## Supplied text
◇ ◇ ◇ ◇
Re: Query on retract stream

2019-01-21 Thread Hequn Cheng
Hi Gagan,

> But I also have a requirement for event time based sliding window
aggregation

Yes, you can achieve this with Flink TableAPI/SQL. However, currently,
sliding windows don't support early fire, i.e., only output results when
event time reaches the end of the window. Once window fires, the window
state will be cleared and late data belonging to this window will be
ignored. In order to wait for the late event, you can extract
watermark with an offset from the timestamp. For example, make watermark =
timestamp - 5min.

If event time and early fire is a strong requirement in your scenarios, you
can probably use an over window[1] to solve your problem, say an over
window with 1h preceding. Over window outputs a result for each input.

If the above solutions can't meet your requirements, you can write a
DataStream job in which define your own window logic[2].
◇ ◇ ◇ ◇
## Listed records
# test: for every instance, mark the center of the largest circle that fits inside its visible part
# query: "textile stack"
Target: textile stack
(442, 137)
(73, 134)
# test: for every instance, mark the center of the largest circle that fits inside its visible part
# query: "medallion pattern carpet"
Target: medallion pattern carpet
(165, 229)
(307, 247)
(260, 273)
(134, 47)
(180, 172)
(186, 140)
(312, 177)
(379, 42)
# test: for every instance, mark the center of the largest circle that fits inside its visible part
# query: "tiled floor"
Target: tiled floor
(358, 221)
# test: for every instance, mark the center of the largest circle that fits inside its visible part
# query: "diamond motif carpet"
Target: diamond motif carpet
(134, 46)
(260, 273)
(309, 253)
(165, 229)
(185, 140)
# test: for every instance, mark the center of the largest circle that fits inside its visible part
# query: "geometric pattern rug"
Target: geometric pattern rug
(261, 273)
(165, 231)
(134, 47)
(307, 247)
◇ ◇ ◇ ◇
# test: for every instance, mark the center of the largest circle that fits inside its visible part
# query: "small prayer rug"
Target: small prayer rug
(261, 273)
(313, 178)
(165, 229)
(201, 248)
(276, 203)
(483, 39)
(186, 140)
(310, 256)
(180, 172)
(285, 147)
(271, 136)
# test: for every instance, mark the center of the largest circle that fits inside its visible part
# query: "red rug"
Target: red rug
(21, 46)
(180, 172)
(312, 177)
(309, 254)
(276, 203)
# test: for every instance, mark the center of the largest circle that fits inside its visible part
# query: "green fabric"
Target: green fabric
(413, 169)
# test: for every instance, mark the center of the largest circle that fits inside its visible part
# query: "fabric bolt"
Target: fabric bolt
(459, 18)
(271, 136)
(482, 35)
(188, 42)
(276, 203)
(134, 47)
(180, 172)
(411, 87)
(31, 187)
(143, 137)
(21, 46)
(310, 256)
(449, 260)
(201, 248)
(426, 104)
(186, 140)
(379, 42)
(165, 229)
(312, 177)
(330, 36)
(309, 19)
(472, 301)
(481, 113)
◇ ◇ ◇ ◇
## Task goal
Copy the forum reply between "If event time" and "own window logic[2].", inclusive, switching "DataStream" to "ProcessFunction". The listing plays no part in this work.

## Exercise result
If event time and early fire is a strong requirement in your scenarios, you
can probably use an over window[1] to solve your problem, say an over
window with 1h preceding. Over window outputs a result for each input.

If the above solutions can't meet your requirements, you can write a
ProcessFunction job in which define your own window logic[2].